BEGIN DATA TO USE

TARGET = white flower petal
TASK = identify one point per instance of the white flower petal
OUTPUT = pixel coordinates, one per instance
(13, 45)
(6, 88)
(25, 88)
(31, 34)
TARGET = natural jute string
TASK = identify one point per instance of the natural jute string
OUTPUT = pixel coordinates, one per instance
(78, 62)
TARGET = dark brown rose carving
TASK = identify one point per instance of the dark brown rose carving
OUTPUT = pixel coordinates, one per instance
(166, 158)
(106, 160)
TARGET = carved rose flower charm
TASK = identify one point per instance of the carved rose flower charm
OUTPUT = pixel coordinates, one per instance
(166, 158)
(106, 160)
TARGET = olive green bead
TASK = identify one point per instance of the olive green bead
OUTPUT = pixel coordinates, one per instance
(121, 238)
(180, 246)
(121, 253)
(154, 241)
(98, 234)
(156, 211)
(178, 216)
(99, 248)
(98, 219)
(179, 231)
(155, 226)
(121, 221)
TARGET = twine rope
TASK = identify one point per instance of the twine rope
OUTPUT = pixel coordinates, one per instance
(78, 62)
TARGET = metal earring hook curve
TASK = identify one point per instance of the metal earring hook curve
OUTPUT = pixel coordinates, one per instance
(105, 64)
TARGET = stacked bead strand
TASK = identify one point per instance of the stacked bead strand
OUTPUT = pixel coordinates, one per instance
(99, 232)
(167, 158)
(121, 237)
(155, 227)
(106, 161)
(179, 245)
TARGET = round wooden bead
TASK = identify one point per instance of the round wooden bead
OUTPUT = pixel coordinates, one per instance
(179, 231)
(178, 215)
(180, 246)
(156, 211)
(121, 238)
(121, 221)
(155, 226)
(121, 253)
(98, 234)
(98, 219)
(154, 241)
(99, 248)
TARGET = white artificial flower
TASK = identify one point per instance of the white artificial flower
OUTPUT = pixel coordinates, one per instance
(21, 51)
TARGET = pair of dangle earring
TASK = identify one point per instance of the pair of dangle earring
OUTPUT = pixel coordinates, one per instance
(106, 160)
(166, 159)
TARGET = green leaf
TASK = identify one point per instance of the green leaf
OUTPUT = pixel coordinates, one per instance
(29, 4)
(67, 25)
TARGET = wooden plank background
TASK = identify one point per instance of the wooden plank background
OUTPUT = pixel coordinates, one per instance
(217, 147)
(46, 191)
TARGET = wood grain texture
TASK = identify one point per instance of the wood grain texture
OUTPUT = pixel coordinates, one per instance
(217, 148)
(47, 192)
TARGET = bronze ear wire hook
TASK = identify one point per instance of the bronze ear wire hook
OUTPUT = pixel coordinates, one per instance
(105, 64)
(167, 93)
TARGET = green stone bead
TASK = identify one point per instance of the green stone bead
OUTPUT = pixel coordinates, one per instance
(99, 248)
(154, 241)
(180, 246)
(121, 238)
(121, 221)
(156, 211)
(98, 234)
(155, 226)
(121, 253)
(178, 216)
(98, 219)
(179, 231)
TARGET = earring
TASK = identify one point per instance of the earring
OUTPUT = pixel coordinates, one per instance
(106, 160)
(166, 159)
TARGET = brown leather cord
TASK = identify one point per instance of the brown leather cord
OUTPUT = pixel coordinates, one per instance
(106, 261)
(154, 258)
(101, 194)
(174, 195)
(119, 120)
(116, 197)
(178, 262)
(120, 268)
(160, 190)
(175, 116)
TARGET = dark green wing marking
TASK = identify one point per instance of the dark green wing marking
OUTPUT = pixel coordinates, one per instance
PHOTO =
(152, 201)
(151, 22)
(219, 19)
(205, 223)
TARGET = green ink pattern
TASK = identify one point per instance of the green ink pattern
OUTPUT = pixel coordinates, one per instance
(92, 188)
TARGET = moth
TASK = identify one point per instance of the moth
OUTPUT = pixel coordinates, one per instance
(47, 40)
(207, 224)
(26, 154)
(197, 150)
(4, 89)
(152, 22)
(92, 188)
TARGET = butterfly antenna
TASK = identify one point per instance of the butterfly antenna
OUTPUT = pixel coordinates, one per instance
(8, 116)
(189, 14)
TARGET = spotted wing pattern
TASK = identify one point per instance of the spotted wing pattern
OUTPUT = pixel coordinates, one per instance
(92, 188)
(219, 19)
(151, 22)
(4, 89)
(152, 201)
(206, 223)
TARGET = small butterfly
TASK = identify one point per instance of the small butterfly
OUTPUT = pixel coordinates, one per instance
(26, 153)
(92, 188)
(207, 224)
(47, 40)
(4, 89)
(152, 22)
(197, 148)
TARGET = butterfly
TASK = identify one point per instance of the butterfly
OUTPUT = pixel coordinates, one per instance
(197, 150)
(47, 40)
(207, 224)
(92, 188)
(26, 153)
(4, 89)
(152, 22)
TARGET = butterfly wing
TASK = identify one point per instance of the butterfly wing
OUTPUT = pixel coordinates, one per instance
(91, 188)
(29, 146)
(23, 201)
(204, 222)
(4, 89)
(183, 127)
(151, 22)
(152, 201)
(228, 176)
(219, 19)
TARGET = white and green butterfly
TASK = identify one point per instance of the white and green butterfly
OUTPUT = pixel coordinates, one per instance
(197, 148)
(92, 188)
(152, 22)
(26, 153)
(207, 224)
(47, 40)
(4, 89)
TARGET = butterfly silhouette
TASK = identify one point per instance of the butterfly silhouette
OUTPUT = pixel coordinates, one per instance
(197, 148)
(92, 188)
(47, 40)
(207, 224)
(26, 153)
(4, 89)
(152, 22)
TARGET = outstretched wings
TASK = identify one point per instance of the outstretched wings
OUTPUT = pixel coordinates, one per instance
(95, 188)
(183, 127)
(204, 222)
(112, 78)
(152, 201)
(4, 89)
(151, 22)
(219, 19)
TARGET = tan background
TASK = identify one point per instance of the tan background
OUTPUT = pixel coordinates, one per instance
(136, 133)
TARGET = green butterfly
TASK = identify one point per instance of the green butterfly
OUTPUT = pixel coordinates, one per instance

END DATA TO USE

**TASK REQUIREMENTS**
Your task is to transcribe the line containing "TARGET = butterfly silhouette" and every line after it, through the last line of the data, exactly as written and with nothing more.

**SOLUTION FOR THIS PROBLEM**
TARGET = butterfly silhouette
TASK = identify one point per instance of the butterfly silhouette
OUTPUT = pixel coordinates, one per instance
(197, 148)
(92, 188)
(47, 40)
(207, 224)
(26, 153)
(4, 89)
(152, 22)
TARGET = outstretched wings
TASK = identify one point per instance of the outstretched wings
OUTPUT = pixel coordinates, one per instance
(95, 188)
(183, 127)
(204, 222)
(112, 78)
(152, 201)
(4, 89)
(151, 22)
(219, 19)
TARGET = tan background
TASK = identify one point per instance of the tan background
OUTPUT = pixel coordinates, one per instance
(136, 133)
TARGET = green butterfly
TASK = identify one point per instance of the green butterfly
OUTPUT = pixel coordinates, one per instance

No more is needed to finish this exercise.